Instructions for the task - Recast the records below as a Markdown table with the columns Row and Line. Start at the first line and end at the line containing "(1021, 600)", and leave out blank lines.

(Source records)
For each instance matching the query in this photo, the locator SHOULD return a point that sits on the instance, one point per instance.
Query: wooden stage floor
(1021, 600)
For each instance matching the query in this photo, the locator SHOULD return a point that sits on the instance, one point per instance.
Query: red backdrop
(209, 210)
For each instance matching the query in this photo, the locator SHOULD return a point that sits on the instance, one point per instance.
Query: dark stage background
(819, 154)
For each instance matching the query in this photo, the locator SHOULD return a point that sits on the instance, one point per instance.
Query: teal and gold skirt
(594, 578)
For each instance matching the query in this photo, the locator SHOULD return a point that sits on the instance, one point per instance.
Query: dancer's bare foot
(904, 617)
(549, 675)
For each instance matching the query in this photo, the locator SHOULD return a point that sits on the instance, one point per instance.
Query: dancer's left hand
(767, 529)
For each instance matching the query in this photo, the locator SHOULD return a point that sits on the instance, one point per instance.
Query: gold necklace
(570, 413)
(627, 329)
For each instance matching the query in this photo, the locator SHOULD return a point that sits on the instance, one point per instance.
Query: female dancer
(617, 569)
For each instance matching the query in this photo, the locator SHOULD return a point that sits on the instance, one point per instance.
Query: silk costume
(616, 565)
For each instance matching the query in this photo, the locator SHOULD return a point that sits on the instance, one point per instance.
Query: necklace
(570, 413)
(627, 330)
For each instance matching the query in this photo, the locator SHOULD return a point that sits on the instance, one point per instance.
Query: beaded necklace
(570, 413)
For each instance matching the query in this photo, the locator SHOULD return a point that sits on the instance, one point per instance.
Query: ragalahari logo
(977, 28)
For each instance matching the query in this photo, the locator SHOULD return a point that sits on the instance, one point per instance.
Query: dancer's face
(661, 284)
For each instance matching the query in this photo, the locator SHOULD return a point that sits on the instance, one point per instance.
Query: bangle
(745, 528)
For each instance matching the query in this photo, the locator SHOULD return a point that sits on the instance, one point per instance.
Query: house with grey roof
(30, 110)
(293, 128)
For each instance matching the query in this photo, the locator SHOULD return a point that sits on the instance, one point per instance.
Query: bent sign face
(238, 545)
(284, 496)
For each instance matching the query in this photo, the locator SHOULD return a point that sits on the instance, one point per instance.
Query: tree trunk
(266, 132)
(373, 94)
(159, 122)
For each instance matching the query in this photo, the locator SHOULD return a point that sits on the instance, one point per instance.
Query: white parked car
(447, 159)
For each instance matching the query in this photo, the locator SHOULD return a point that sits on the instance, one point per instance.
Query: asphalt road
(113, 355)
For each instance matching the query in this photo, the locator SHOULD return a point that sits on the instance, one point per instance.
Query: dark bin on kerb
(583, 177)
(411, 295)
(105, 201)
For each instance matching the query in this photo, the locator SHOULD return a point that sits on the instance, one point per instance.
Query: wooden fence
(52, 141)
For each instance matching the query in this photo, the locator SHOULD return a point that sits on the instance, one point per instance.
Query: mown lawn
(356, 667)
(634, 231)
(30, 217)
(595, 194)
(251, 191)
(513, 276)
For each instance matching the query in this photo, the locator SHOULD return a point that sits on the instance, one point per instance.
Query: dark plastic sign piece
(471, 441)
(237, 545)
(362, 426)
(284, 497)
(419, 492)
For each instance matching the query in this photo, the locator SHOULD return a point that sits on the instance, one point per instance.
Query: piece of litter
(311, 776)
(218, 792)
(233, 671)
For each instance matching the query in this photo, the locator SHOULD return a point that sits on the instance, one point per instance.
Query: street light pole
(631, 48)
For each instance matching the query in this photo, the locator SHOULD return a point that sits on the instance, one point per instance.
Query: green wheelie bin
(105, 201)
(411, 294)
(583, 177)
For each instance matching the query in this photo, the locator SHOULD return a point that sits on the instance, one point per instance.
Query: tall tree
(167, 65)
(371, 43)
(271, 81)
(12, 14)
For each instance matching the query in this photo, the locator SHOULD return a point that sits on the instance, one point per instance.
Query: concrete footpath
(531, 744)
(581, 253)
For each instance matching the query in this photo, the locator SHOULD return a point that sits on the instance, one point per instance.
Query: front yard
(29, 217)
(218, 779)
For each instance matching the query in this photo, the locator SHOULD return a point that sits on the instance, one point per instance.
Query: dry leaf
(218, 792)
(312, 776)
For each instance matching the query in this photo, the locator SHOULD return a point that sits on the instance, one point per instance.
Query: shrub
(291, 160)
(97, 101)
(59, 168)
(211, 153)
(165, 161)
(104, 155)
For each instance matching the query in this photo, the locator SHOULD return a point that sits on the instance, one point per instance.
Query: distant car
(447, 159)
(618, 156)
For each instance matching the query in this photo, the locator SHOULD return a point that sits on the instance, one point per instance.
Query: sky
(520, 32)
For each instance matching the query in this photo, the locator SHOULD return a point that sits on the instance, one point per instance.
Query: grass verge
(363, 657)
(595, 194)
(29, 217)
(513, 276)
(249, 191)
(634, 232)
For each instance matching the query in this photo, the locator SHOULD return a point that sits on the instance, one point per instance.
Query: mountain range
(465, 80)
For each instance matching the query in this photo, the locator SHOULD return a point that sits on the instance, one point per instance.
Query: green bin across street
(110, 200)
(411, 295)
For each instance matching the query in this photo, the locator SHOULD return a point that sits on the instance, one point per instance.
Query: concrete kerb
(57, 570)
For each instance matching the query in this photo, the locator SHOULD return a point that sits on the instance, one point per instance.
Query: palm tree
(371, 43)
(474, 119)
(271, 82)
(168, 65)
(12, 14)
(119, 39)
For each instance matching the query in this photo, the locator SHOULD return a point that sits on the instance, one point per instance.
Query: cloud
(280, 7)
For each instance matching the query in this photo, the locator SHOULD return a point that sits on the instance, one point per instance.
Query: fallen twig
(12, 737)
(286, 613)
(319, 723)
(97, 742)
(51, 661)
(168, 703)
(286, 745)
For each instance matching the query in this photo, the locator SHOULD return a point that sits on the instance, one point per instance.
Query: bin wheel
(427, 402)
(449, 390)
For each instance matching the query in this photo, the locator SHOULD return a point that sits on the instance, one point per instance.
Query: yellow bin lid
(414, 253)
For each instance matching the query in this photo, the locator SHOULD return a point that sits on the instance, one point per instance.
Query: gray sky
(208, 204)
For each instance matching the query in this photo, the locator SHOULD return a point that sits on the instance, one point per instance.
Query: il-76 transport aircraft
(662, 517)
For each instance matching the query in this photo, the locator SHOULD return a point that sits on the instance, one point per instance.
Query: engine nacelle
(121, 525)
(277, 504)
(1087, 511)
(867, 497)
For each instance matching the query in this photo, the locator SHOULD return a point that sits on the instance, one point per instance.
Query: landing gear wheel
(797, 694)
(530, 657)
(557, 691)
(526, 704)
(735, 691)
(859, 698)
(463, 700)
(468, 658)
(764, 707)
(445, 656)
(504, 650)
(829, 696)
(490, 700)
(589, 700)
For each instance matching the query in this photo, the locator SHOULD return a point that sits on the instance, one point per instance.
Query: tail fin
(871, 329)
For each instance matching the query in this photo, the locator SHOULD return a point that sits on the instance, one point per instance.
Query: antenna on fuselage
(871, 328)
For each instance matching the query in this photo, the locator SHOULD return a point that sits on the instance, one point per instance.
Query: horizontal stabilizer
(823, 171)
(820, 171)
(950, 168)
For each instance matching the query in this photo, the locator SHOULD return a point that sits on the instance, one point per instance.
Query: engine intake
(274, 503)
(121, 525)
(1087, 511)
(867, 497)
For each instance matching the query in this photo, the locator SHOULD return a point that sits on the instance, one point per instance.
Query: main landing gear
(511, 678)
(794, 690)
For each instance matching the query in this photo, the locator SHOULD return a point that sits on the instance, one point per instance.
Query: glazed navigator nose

Worked solution -
| Row | Line |
|---|---|
| 1 | For each instance matching the query in this photo, the locator SHOULD return a point that sits on the instance, one point per instance. |
| 2 | Query: wooden stage floor |
| 3 | (1021, 600) |